» PROVIDED TEXT:
All his life, Paul Galvin has found strength in isolation. In picking at private sores. He belongs to a county where footballers, traditionally, have music in their feet. Jazz mostly. Sax and trombone and clarinet. Lazy rhythms. Then they pluck this kid from Lixnaw, hurling territory. A sworn rocker.
This stuff was never in Galvin's dreams. He never went to an All-Ireland homecoming in his life. His only vivid childhood memory of Kerry winning the Sam Maguire is of '86, his Ma roaring at the TV set as Micko's boys came back against Tyrone. He was seven at the time and, when it ended, he went back to the lawn with his hurley.
Football, to him, meant Manchester United. Glamour. A kid's pipedream. Later, he would play a bit with Listowel Celtic, but he was first and foremost a hurling boy. An outsider.
In his remarkable book, Keys to the Kingdom, Jack O'Connor devotes almost three pages to Galvin. He talks of him being "work sometimes", of him having "a tendency to get in trouble on the pitch". But O'Connor is unequivocal about what he brings to Kerry.
Describing Galvin as "the answer to a pile of worries", he says of his type "they'd be my men, hard bastards who'd go through walls for you. I can't get enough of those fellas around the place. They set the tone."
PAUL GALVIN leads a kind of double-life and some see one as being incompatible with the other.

» PROVIDED RECORDS:
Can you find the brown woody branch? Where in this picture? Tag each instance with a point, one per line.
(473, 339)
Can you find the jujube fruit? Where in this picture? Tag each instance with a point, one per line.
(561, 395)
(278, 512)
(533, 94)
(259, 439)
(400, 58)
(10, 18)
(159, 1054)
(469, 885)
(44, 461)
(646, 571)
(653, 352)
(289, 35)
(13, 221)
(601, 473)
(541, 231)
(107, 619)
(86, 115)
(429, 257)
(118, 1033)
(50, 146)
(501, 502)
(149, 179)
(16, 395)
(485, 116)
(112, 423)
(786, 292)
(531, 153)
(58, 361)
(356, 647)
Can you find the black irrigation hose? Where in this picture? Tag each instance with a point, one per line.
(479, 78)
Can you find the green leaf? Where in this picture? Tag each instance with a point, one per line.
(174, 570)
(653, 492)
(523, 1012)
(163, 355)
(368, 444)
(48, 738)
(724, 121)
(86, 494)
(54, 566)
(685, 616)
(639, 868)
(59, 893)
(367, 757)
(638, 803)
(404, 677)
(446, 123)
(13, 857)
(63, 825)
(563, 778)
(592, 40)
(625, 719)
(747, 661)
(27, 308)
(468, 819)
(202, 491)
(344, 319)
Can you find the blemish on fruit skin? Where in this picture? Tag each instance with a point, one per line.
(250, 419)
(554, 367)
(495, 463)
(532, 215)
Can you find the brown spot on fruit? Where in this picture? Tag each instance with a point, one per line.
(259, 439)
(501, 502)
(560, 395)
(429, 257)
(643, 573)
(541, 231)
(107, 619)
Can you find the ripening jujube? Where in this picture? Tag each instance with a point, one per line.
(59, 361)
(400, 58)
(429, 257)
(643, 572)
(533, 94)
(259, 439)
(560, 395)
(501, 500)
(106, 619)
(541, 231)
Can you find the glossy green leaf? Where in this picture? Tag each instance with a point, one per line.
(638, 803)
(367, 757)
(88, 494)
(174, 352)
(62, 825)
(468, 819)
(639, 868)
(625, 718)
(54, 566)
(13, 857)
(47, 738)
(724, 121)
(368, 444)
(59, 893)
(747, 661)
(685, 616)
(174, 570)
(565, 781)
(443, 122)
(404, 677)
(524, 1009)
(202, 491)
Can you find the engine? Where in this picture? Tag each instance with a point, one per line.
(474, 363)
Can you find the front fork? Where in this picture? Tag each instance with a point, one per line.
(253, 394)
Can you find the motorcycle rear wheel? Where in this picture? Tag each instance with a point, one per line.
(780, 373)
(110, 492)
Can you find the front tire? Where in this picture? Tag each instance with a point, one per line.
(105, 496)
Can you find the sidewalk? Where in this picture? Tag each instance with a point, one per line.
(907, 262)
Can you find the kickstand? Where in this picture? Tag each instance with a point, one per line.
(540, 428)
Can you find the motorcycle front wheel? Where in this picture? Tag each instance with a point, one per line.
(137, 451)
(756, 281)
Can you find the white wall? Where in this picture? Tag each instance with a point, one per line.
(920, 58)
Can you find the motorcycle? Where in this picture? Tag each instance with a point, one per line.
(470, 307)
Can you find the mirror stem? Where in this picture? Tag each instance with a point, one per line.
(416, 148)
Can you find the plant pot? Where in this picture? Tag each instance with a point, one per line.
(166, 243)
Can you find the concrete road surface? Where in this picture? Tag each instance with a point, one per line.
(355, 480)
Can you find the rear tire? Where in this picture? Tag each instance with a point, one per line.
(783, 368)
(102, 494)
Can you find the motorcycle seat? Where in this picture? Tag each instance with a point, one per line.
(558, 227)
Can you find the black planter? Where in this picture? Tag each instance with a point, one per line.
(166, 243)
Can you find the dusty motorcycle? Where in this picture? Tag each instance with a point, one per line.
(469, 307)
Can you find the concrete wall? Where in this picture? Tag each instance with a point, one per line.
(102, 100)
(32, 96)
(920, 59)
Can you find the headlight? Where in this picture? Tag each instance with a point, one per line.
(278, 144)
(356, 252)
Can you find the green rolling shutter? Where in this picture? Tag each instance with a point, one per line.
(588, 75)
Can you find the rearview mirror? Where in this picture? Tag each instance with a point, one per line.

» WRITTEN TASK: Print the passage about Paul Galvin again in full, word for word, with nothing added or left out.

» EXERCISE RESPONSE:
All his life, Paul Galvin has found strength in isolation. In picking at private sores. He belongs to a county where footballers, traditionally, have music in their feet. Jazz mostly. Sax and trombone and clarinet. Lazy rhythms. Then they pluck this kid from Lixnaw, hurling territory. A sworn rocker.
This stuff was never in Galvin's dreams. He never went to an All-Ireland homecoming in his life. His only vivid childhood memory of Kerry winning the Sam Maguire is of '86, his Ma roaring at the TV set as Micko's boys came back against Tyrone. He was seven at the time and, when it ended, he went back to the lawn with his hurley.
Football, to him, meant Manchester United. Glamour. A kid's pipedream. Later, he would play a bit with Listowel Celtic, but he was first and foremost a hurling boy. An outsider.
In his remarkable book, Keys to the Kingdom, Jack O'Connor devotes almost three pages to Galvin. He talks of him being "work sometimes", of him having "a tendency to get in trouble on the pitch". But O'Connor is unequivocal about what he brings to Kerry.
Describing Galvin as "the answer to a pile of worries", he says of his type "they'd be my men, hard bastards who'd go through walls for you. I can't get enough of those fellas around the place. They set the tone."
PAUL GALVIN leads a kind of double-life and some see one as being incompatible with the other.